* _Task statement_: Which lines below include "mountain"? Copy them all.

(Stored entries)
==*==

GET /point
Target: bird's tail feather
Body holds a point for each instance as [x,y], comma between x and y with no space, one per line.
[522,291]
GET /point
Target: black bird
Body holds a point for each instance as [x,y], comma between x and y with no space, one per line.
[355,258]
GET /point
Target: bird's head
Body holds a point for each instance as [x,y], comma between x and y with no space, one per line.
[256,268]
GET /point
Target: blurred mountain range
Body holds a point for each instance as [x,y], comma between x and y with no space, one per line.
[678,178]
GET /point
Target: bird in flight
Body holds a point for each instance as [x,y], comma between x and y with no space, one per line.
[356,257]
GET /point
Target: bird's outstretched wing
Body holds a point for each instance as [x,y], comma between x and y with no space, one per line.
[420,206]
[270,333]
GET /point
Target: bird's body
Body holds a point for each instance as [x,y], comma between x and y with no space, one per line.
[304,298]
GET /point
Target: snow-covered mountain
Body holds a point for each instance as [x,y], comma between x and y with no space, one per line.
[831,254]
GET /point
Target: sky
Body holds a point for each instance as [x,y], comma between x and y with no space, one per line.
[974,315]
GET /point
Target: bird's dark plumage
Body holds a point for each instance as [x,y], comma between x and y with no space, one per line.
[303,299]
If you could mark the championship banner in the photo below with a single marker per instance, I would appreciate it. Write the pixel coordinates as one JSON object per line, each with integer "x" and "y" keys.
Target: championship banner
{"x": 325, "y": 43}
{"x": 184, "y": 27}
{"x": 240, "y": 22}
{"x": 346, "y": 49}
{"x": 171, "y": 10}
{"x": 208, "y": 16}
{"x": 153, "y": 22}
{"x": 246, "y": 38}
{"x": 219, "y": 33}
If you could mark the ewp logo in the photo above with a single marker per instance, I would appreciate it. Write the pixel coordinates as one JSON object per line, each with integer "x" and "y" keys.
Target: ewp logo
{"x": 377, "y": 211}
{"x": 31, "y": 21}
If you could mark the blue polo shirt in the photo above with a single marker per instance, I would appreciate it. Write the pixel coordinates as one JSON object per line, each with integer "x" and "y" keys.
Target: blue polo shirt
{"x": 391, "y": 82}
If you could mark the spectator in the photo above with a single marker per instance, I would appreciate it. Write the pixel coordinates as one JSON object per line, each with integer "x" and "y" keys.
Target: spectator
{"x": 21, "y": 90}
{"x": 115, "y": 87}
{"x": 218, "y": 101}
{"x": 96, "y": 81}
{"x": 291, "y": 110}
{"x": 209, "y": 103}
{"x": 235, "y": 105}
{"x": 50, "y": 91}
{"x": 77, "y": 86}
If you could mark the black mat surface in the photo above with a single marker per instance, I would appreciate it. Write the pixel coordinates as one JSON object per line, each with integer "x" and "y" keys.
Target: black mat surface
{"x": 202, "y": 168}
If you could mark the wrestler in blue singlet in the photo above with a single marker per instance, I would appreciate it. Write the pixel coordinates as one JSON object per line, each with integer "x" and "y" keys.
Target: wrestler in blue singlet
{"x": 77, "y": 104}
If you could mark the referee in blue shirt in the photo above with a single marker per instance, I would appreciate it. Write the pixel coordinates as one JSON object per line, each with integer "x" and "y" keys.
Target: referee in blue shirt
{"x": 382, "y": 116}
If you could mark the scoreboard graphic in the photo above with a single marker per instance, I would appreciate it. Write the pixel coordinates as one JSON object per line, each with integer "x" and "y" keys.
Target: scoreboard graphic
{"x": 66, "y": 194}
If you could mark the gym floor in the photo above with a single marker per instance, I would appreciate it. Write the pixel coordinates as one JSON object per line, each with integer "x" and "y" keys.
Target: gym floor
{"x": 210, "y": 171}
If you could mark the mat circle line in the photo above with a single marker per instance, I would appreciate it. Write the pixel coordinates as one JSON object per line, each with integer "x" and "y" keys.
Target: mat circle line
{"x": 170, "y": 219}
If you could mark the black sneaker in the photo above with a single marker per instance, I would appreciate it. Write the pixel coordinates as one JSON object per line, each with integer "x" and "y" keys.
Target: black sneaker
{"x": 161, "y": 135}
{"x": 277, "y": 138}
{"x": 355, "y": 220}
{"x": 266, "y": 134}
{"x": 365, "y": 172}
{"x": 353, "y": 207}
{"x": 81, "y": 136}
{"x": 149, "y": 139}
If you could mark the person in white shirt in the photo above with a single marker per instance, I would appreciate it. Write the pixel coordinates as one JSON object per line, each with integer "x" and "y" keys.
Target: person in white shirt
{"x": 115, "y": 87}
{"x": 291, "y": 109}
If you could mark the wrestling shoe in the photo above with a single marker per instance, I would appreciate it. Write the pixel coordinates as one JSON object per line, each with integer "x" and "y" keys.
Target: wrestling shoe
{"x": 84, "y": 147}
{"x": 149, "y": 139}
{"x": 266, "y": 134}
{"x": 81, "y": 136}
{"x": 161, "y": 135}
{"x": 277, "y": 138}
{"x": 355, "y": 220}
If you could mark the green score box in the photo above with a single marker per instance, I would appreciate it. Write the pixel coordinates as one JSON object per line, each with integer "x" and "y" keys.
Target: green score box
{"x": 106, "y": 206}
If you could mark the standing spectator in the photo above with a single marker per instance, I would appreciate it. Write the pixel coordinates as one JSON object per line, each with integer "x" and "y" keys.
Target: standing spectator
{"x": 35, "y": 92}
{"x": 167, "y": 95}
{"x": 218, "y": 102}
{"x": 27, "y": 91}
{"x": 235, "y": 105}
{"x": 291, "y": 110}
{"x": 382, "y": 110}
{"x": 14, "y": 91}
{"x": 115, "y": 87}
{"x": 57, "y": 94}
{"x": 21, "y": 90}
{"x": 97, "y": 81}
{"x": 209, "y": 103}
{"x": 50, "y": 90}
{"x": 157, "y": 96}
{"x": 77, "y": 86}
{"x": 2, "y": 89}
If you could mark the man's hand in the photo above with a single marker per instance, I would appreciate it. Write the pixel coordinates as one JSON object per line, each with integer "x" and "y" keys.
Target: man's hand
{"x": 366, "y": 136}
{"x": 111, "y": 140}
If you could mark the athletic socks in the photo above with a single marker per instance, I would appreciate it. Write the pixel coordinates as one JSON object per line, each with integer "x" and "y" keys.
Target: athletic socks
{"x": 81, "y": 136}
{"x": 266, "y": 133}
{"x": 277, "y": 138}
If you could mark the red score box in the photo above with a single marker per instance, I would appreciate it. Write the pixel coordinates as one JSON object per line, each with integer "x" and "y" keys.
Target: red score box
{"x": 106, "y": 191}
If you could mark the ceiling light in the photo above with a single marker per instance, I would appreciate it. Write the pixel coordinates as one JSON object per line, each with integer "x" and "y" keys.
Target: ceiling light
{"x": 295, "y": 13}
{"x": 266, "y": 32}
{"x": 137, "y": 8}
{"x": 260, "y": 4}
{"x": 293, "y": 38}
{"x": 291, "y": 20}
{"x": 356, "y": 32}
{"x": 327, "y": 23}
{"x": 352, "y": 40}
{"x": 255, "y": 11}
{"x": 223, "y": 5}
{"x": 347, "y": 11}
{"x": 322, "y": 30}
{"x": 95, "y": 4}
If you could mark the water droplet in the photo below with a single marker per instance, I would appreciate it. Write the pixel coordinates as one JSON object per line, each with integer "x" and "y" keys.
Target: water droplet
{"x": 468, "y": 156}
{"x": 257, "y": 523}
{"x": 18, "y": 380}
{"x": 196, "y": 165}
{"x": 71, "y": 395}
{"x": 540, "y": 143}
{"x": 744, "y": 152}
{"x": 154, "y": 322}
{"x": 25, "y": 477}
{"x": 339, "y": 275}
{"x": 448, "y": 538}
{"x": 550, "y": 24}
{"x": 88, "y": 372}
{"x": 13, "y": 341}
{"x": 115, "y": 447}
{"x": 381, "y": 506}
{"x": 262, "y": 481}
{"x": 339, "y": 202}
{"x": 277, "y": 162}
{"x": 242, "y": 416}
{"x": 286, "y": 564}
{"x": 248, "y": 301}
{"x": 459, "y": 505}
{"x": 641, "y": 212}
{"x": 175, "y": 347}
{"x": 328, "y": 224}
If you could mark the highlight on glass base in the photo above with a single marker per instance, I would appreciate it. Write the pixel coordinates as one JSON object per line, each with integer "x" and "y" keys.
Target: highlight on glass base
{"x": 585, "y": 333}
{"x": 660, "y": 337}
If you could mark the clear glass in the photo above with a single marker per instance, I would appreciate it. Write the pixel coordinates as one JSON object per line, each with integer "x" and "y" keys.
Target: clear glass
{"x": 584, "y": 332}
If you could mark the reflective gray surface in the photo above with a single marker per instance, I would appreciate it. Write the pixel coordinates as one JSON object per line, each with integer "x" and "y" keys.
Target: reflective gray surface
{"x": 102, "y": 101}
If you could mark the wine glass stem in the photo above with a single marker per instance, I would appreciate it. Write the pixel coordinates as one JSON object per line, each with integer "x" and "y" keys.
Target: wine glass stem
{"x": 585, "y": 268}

==*==

* _Result for this exercise_:
Target: blurred mountain range
Target: snow-covered mountain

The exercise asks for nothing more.